▶ _The input_

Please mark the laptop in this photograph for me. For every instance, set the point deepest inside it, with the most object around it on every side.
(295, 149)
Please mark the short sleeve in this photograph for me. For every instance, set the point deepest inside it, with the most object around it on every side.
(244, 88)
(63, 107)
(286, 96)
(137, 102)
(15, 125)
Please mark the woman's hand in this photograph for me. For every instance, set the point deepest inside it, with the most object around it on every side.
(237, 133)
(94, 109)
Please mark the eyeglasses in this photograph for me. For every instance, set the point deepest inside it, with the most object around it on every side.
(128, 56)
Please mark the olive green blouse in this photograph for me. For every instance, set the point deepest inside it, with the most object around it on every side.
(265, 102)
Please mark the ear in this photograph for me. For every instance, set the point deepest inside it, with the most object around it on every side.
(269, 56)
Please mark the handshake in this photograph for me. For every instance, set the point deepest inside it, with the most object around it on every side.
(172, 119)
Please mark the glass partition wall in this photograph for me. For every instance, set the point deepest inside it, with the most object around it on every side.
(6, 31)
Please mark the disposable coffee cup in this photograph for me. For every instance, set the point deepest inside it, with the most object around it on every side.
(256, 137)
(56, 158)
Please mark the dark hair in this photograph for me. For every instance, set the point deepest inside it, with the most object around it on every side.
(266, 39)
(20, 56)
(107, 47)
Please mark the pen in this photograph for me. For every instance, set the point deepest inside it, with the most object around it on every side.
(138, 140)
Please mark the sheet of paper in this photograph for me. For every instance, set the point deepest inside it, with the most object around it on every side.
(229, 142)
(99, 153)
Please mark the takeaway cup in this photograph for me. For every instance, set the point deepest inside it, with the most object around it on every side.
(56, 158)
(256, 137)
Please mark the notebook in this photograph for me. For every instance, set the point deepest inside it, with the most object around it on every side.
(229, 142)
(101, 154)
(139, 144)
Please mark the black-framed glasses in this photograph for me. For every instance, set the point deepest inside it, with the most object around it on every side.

▶ _Your task_
Copy all of the material above again, word for word and without any changes.

▶ _Task response_
Please mark the laptop in this photograph for me. For every instance, set the point deepest inside it, with the most object around it on every side.
(295, 149)
Please mark the short sleeve in this photograph for me. For every instance, set the point deepest inside it, with the most object around it on every side.
(244, 88)
(63, 107)
(286, 96)
(137, 102)
(15, 125)
Please mark the woman's hand in this photograph for me. For every instance, set the point deepest inside it, with the most object around it on every side.
(237, 133)
(94, 109)
Please mark the eyeglasses in this photograph for me. For every instance, set the point deepest inside it, with the most object around it on every side.
(128, 56)
Please mark the olive green blouse in this photograph for me. For every instance, set the point deepest inside it, with the most object around it on every side.
(265, 102)
Please mark the ear in this photograph for me. For every instance, set the point deepest inside it, with the most object around it on every side.
(269, 56)
Please mark the handshake in this photograph for me. For every instance, set the point deepest inside it, with the most object around it on every side.
(172, 119)
Please mark the glass partition wall in this photograph for me. For every instance, set the point deepest inside it, with the most object around it on every side.
(6, 31)
Please mark the disposable coffee cup in this photograph for me. For every instance, set the point deepest inside it, with the most object around it on every side.
(256, 137)
(56, 158)
Please mark the dark hair in this photograph for me. For every instance, set the point deepest inside it, with the most object around it on every side.
(266, 39)
(20, 56)
(107, 47)
Please mark the pen in this photograph for me. For every instance, set the point deepest inside it, with the most object around it on every side.
(138, 140)
Please mark the sheet of paper in this photograph for me. For every instance, set the point deepest inside it, with the most object around it on every side.
(229, 142)
(99, 153)
Please mark the takeaway cup in this photograph for me. For every instance, set the point deepest inside it, with the most object around it on every side.
(56, 158)
(256, 137)
Please mark the notebook in this photograph for me. For every instance, set the point deepest inside it, with the most object around it on every side.
(229, 142)
(101, 154)
(139, 144)
Please mark the black-framed glasses in this photograph for me. For every instance, set the point deepest inside it, with the most object around it on every side.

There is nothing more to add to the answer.